(Stored data entries)
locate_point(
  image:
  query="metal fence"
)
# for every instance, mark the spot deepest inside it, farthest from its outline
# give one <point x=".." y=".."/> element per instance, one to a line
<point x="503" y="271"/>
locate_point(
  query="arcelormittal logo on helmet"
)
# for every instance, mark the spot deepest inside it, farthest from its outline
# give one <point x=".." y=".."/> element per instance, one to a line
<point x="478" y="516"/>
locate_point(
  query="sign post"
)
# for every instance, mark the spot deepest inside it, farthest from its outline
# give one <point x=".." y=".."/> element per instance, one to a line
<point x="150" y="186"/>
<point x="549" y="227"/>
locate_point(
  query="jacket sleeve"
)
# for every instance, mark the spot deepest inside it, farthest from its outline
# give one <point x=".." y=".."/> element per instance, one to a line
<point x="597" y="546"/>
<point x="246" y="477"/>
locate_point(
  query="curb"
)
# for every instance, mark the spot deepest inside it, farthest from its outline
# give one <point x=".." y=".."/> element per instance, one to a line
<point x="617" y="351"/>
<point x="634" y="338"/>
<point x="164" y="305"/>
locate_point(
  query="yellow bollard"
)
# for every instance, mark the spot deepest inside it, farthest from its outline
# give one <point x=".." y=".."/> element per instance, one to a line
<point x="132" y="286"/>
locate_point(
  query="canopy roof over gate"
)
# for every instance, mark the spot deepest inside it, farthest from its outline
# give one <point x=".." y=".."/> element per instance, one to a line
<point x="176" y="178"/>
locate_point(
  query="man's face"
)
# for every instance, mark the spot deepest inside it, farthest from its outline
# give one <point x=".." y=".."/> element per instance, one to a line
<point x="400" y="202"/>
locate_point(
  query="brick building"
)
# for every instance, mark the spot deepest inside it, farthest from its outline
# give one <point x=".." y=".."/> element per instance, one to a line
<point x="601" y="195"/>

• Exercise goal: Print the data above exactly as it reads.

• Written solution:
locate_point(
  image:
  query="metal fence"
)
# for every instance, mark the spot deepest inside it, farthest from its outline
# give one <point x=".." y=".."/> element per instance, one to a line
<point x="503" y="271"/>
locate_point(
  query="arcelormittal logo on helmet"
)
# for every instance, mark the spot deepest inside it, farthest from its outline
# give one <point x=".." y=".."/> element per instance, one to a line
<point x="478" y="516"/>
locate_point(
  query="sign post"
)
# for every instance, mark the spot deepest inside it, farthest from its outline
# give one <point x=".." y=".."/> element per instance, one to a line
<point x="150" y="186"/>
<point x="549" y="227"/>
locate_point(
  query="jacket sleeve"
)
# for every instance, mark the spot deepest inside it, farthest from its outline
# give one <point x=".." y=".."/> element per instance, one to a line
<point x="597" y="546"/>
<point x="246" y="477"/>
locate_point(
  query="curb"
)
# for every instance, mark the spot deepest inside it, farthest from its outline
# give one <point x=".." y=".."/> element per instance, one to a line
<point x="617" y="351"/>
<point x="634" y="338"/>
<point x="164" y="305"/>
locate_point(
  query="yellow bollard"
)
# for every instance, mark the spot deepest inside it, farthest from its outline
# give one <point x=".." y=".."/> element per instance, one to a line
<point x="132" y="286"/>
locate_point(
  query="canopy roof over gate"
)
# for every instance, mark the spot deepest inside it, farthest from its outline
# give one <point x=".." y=".."/> element per instance, one to a line
<point x="176" y="178"/>
locate_point(
  query="man's face"
)
# for every instance, mark the spot deepest inside it, farthest from its outline
# give one <point x=".." y=".."/> element per instance, one to a line
<point x="400" y="202"/>
locate_point(
  query="brick building"
)
# for every instance, mark the spot deepest inside it, farthest from its outline
# give one <point x=".." y=".."/> element per instance, one to a line
<point x="601" y="195"/>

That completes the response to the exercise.